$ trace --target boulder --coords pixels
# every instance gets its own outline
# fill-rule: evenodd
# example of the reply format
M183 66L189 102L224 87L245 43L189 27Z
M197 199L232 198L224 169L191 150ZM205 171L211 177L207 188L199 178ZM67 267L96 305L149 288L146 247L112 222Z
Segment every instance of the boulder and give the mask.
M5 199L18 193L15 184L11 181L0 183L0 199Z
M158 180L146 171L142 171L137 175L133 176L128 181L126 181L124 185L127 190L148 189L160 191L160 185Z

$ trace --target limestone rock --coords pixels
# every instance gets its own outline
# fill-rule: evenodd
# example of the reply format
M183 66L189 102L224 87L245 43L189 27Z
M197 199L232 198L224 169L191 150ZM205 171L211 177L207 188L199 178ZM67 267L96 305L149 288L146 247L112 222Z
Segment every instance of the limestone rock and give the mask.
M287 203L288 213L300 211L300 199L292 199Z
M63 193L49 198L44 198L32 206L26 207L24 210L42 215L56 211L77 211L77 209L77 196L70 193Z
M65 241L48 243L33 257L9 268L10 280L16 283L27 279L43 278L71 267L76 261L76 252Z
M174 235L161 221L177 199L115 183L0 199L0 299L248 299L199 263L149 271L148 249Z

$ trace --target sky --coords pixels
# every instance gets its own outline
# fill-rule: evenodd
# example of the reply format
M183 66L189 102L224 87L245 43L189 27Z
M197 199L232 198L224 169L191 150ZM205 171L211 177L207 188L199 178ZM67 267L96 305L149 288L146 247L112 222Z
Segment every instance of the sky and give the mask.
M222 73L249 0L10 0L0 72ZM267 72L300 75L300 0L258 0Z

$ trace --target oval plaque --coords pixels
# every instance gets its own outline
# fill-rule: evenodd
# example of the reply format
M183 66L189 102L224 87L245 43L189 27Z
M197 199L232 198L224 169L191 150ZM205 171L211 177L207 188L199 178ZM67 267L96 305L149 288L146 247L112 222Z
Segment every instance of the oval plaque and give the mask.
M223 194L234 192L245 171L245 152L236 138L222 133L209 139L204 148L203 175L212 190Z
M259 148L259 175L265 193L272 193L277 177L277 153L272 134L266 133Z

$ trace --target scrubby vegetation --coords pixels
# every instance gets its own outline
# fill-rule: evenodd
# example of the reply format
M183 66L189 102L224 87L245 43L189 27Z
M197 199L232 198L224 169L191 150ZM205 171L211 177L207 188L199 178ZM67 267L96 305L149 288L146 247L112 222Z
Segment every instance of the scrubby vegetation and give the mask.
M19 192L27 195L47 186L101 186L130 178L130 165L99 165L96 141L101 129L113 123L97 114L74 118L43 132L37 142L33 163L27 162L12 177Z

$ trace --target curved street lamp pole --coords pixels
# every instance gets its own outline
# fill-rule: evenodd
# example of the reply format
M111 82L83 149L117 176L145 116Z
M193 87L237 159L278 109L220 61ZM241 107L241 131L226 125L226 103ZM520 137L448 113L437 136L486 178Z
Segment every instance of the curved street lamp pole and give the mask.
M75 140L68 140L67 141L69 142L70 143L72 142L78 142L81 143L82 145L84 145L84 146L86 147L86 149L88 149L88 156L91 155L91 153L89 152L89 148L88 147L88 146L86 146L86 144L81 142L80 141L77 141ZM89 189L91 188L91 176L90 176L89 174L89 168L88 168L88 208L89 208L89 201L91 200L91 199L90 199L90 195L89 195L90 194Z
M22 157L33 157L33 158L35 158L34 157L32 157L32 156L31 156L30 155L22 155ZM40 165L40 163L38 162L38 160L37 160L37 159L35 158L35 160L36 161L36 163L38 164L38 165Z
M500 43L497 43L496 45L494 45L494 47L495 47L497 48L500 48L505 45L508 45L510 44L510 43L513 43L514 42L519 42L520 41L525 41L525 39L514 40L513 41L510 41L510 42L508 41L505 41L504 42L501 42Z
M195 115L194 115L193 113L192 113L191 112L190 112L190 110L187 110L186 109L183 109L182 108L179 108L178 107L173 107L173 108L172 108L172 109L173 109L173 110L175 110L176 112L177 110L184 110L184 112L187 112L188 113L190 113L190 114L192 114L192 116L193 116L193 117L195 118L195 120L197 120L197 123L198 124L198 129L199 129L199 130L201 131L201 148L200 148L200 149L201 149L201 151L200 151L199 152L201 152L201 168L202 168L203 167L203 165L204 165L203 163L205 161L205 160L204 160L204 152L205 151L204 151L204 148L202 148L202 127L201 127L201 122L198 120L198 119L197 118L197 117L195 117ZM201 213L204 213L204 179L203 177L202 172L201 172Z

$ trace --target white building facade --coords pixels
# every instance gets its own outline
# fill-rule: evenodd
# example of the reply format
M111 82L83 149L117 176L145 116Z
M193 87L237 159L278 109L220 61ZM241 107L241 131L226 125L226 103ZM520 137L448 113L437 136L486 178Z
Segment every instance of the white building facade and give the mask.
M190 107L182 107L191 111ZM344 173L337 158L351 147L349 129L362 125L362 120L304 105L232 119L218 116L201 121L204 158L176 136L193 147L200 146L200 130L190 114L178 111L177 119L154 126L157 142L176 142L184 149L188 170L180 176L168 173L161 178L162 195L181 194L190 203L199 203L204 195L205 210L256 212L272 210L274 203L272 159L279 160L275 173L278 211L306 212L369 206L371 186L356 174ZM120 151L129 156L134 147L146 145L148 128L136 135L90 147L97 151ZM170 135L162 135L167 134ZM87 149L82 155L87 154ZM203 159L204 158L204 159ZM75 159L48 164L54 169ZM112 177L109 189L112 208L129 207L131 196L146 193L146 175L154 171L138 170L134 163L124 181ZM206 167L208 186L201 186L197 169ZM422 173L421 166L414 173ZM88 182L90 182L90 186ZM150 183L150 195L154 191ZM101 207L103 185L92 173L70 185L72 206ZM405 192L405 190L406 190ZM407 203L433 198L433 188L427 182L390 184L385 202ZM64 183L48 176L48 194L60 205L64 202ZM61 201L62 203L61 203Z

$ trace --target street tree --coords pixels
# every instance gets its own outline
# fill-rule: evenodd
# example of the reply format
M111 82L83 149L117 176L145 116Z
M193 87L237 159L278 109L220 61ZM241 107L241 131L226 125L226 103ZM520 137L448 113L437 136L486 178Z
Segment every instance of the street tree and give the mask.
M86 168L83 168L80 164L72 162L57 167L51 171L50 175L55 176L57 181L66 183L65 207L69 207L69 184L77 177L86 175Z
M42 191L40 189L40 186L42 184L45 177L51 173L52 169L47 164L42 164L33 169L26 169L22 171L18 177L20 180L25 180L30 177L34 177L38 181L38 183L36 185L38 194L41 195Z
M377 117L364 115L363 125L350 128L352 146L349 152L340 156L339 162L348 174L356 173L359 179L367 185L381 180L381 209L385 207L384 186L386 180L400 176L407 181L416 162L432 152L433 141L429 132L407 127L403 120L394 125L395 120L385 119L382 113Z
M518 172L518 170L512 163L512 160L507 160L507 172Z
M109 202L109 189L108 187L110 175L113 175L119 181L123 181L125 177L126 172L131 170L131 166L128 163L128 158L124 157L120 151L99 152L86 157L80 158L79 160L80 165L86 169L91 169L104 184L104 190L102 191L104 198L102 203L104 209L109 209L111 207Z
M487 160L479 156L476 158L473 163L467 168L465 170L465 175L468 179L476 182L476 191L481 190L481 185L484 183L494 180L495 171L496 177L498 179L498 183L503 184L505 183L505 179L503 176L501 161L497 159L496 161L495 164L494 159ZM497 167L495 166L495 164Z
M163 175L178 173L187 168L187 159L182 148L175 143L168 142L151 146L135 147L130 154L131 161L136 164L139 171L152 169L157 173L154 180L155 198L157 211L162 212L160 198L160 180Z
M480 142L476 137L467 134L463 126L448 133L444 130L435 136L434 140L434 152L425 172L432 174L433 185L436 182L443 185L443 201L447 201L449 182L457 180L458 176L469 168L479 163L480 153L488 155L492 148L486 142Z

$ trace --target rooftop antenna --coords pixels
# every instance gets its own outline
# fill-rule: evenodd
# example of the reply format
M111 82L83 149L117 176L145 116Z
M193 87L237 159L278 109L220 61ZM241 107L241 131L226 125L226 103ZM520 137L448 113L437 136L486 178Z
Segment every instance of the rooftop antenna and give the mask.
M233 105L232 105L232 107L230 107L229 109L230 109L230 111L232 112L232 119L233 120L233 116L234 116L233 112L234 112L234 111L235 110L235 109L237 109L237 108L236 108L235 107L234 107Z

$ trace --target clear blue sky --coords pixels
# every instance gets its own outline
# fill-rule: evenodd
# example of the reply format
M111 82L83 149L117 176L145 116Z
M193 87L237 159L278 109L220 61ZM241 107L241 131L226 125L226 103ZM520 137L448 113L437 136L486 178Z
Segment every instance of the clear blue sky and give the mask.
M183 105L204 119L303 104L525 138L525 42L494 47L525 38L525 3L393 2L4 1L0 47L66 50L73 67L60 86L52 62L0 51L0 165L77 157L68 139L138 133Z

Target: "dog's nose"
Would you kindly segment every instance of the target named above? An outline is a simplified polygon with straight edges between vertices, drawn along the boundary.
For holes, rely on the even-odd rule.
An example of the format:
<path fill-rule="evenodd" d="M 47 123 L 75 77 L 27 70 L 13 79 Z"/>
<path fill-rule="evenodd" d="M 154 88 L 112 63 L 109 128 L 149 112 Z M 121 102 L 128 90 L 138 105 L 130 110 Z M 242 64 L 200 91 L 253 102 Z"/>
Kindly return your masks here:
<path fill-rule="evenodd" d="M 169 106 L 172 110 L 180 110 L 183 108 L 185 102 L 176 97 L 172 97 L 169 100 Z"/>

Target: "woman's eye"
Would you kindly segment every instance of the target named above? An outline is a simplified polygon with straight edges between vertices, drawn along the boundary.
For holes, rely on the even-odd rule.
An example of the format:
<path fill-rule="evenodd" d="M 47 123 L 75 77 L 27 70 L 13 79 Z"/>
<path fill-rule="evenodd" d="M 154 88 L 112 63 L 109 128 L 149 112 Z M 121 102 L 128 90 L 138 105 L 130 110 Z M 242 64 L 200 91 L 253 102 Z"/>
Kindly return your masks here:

Exercise prompt » Reproduce only the lines of the material starting at the line containing "rock --coords pixels" and ending at the line containing "M19 192L27 195L47", changing every "outline" to "polygon" and leaving all else unaltered.

Solution for this exercise »
$ trace --target limestone rock --coords pixels
# every instance gets its own polygon
# fill-rule: evenodd
# example of the reply format
M183 66L189 102L224 87L245 43L189 27Z
M197 199L232 198L224 169L191 150ZM205 171L211 177L207 188L199 178ZM67 267L96 305L149 288L146 247L112 222Z
Segment every instance of the limestone rock and give the mask.
M287 203L288 213L300 211L300 199L292 199Z
M63 193L49 198L44 198L32 206L26 207L24 210L42 215L56 211L77 211L77 209L77 196L70 193Z
M65 241L48 243L33 257L9 268L10 280L16 283L27 279L43 278L71 267L76 261L76 252Z
M174 235L161 221L177 199L115 183L0 199L0 299L248 299L199 263L149 271L148 249Z

$ trace --target sky --coords pixels
# every instance gets its own polygon
# fill-rule: evenodd
# example of the reply format
M183 66L189 102L224 87L245 43L189 27Z
M197 199L232 198L224 169L191 150ZM205 171L211 177L207 188L199 178ZM67 267L96 305L149 288L146 247L112 222Z
Segment every instance of the sky and give the mask.
M222 73L249 0L10 0L0 72ZM267 72L300 75L300 0L258 0Z

$ trace --target oval plaque --coords pixels
# every instance gets its own polygon
# fill-rule: evenodd
# example of the reply format
M183 66L189 102L224 87L245 43L189 27Z
M197 199L232 198L224 169L191 150ZM205 171L211 177L207 188L199 178ZM67 267L96 305L149 288L146 247L112 222Z
Segment every instance of the oval plaque and give the mask.
M223 194L234 192L245 171L245 152L236 138L222 133L209 139L204 148L203 175L212 190Z
M259 148L259 175L265 193L272 193L277 177L277 153L272 134L266 133Z

$ trace --target scrubby vegetation --coords pixels
# every instance gets its own polygon
# fill-rule: evenodd
# example of the reply format
M183 66L189 102L224 87L245 43L189 27Z
M197 199L232 198L224 169L191 150ZM205 171L211 177L207 188L199 178ZM67 267L96 305L149 288L146 247L112 222Z
Segment every instance of the scrubby vegetation and give the mask.
M19 192L27 195L47 186L101 186L130 178L130 165L99 165L96 141L101 129L113 123L97 114L74 118L43 132L37 142L33 163L27 162L12 177Z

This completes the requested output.